(RECORDS PROVIDED)
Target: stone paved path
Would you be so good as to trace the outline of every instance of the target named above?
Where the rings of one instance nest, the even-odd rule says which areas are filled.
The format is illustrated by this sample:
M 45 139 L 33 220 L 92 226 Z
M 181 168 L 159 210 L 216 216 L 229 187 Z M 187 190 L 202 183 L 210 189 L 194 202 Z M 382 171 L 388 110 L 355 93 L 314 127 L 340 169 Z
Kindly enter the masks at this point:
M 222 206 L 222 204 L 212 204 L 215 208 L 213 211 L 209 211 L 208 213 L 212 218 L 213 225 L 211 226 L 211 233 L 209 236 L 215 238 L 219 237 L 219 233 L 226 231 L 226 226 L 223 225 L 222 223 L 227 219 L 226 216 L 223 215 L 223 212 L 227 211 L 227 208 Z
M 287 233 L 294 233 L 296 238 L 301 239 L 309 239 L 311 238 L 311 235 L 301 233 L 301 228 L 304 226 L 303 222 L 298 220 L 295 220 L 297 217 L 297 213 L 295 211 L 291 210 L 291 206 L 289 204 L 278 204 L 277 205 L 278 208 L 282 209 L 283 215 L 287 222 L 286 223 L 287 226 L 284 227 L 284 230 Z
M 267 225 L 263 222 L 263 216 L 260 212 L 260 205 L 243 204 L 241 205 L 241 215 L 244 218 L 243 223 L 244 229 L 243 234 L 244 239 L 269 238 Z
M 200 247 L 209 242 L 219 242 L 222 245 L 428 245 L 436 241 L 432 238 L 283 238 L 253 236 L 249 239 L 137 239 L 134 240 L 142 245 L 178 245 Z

(DIRECTIONS FOR THIS TASK)
Print the records once more, exactly as they were given.

(REPLY TO THE EXERCISE)
Target: stone paved path
Would you be so good as to trace the outline of every instance of the target named above?
Where the rings of one instance nest, the even-odd rule says which areas are filled.
The format is illustrated by this sample:
M 45 139 L 33 220 L 92 226 Z
M 181 168 L 159 210 L 216 216 L 229 187 Z M 187 190 L 202 183 L 210 189 L 194 202 Z M 382 171 L 388 110 L 355 93 L 314 127 L 340 169 Z
Kindly enter the masks at this point:
M 222 206 L 222 204 L 212 204 L 215 208 L 213 211 L 209 211 L 208 213 L 212 218 L 213 225 L 211 226 L 211 233 L 209 236 L 215 238 L 219 237 L 219 233 L 226 231 L 226 226 L 223 225 L 222 223 L 227 219 L 226 216 L 223 215 L 223 212 L 227 211 L 227 208 Z
M 287 233 L 294 233 L 296 238 L 301 239 L 309 239 L 311 238 L 311 235 L 301 233 L 301 228 L 304 226 L 303 222 L 298 220 L 295 220 L 297 217 L 297 213 L 295 211 L 291 210 L 291 206 L 289 204 L 278 204 L 277 205 L 278 208 L 282 209 L 283 215 L 287 222 L 286 223 L 287 226 L 284 227 L 284 230 Z
M 267 225 L 263 222 L 263 216 L 260 212 L 260 205 L 243 204 L 241 205 L 241 215 L 244 218 L 243 223 L 244 229 L 243 234 L 244 239 L 269 238 Z
M 200 247 L 209 242 L 219 242 L 222 245 L 428 245 L 436 241 L 432 238 L 283 238 L 253 236 L 249 239 L 137 239 L 134 240 L 142 245 L 178 245 Z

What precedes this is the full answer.